§ The problem: Everything from the line that contains "Pin a point on every instance of the shadow on" through the last line of the listing must be copied exactly, with both of those lines included and no others.

Task inputs start

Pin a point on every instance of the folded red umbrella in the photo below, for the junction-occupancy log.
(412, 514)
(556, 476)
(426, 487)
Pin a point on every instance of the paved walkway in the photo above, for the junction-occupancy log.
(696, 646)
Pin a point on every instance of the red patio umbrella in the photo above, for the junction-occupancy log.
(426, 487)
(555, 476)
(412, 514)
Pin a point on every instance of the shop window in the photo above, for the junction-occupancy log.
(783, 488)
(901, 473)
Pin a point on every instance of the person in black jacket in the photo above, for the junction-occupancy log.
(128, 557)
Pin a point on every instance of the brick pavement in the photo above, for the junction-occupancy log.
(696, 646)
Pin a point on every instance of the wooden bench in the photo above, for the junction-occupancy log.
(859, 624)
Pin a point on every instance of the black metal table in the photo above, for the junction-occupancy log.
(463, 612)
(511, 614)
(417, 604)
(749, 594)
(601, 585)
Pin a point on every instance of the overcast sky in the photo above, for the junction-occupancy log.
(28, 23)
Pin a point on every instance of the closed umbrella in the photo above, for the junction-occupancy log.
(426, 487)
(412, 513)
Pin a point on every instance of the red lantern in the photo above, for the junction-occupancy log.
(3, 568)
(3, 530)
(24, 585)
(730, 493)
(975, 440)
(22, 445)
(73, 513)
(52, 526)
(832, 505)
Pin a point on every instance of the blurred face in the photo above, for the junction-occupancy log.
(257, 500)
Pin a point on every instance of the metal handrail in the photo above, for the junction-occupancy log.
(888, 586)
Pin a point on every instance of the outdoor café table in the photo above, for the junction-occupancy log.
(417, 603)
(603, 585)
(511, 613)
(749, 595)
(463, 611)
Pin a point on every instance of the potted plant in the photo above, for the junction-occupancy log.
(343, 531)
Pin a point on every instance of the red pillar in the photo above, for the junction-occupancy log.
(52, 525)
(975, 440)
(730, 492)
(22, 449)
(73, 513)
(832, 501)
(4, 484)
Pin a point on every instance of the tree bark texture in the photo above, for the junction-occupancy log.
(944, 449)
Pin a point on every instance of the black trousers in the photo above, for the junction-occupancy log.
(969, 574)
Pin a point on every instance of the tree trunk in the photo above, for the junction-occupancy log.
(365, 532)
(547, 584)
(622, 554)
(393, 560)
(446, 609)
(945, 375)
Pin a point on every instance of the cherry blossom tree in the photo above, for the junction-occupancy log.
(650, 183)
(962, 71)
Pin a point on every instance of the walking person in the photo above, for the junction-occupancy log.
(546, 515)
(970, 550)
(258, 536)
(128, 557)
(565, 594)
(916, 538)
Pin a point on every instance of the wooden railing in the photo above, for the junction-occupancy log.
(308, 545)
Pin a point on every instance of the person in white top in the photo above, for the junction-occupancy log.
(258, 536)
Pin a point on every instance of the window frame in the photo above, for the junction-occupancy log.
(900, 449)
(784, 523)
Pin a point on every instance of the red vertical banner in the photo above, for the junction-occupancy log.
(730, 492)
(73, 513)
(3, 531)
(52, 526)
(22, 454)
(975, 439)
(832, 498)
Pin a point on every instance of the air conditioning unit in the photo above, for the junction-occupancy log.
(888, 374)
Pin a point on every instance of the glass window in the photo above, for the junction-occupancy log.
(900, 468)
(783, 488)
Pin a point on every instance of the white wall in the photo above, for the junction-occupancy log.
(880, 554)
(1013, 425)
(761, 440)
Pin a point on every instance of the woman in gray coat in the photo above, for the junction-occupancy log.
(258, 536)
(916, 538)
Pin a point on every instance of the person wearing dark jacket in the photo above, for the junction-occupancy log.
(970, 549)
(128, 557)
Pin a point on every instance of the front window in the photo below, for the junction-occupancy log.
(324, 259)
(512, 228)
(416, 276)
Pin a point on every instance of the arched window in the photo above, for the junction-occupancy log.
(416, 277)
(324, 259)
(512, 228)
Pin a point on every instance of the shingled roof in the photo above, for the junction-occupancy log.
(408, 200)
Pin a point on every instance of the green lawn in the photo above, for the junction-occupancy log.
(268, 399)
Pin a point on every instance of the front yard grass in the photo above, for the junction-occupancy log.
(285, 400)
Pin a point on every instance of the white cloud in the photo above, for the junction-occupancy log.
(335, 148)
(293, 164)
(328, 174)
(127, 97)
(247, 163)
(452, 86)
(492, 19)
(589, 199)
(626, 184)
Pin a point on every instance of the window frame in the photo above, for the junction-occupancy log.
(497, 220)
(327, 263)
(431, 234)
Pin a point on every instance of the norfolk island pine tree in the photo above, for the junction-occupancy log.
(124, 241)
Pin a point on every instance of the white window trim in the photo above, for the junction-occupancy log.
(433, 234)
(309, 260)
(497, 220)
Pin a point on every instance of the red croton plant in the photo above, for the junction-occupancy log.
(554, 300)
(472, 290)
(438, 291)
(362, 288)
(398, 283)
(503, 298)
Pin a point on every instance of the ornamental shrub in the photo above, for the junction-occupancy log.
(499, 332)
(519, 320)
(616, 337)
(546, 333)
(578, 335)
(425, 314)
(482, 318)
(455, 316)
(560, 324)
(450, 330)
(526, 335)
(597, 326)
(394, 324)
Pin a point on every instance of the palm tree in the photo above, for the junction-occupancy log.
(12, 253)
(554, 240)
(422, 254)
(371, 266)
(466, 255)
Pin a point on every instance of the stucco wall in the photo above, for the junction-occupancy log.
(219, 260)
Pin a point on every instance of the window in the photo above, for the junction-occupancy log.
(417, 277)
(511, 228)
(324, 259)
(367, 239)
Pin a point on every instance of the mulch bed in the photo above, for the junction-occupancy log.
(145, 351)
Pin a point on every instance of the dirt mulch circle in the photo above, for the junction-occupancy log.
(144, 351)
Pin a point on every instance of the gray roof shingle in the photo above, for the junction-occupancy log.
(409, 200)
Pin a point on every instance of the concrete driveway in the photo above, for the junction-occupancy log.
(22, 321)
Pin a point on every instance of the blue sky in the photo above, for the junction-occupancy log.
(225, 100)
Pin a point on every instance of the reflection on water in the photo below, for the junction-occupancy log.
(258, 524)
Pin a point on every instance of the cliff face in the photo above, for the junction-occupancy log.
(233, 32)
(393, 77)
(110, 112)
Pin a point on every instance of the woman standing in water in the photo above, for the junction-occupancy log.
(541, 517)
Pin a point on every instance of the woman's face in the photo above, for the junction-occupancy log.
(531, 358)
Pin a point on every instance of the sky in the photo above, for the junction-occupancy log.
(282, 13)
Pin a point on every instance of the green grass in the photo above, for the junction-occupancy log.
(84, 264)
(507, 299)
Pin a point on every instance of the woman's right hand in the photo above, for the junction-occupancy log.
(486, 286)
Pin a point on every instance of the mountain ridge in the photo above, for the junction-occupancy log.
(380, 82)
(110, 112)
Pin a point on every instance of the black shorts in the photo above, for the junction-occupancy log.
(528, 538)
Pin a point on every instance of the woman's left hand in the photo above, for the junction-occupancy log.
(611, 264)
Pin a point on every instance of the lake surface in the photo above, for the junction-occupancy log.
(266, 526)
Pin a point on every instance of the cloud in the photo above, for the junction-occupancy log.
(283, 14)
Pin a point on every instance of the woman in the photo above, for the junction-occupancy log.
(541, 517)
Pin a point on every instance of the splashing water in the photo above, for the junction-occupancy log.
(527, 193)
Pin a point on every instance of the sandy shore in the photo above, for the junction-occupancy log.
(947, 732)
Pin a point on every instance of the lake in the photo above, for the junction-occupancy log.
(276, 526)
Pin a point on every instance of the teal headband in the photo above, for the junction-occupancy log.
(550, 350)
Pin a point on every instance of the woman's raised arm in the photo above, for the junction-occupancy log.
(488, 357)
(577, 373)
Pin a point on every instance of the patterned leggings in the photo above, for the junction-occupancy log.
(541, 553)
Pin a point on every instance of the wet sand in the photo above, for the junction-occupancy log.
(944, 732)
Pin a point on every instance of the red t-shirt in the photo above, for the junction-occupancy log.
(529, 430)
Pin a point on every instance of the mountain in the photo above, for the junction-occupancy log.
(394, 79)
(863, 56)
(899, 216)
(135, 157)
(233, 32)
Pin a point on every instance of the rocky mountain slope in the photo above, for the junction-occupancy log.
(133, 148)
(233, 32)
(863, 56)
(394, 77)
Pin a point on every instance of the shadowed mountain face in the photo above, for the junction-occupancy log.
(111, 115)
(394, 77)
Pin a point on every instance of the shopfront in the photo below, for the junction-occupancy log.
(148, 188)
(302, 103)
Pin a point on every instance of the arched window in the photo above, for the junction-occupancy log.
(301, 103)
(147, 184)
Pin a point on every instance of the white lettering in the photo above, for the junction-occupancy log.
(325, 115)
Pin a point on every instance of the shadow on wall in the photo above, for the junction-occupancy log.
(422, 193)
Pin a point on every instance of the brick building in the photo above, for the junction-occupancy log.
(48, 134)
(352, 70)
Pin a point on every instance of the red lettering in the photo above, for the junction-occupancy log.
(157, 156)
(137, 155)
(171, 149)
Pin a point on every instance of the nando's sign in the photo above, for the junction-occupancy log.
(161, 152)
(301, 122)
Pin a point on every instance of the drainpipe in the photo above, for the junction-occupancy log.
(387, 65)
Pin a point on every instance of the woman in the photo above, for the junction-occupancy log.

Task inputs end

§ Worked solution:
Pin a point on every instance of the shadow on wall in the photo above, for the junction-occupancy log.
(422, 193)
Pin a point on every instance of the brick building in the photo above, for the junction-occupancy log.
(48, 134)
(352, 70)
Pin a point on every instance of the red lettering in the photo above, for the junction-occupancy log.
(157, 156)
(137, 155)
(171, 149)
Pin a point on every instance of the nando's sign in the photo above, for the junction-occupancy log.
(161, 152)
(301, 122)
Pin a point on every instance of the drainpipe in the photo above, for the junction-occupancy log.
(387, 65)
Pin a point on every instance of the woman in the photo above, for the junction-occupancy log.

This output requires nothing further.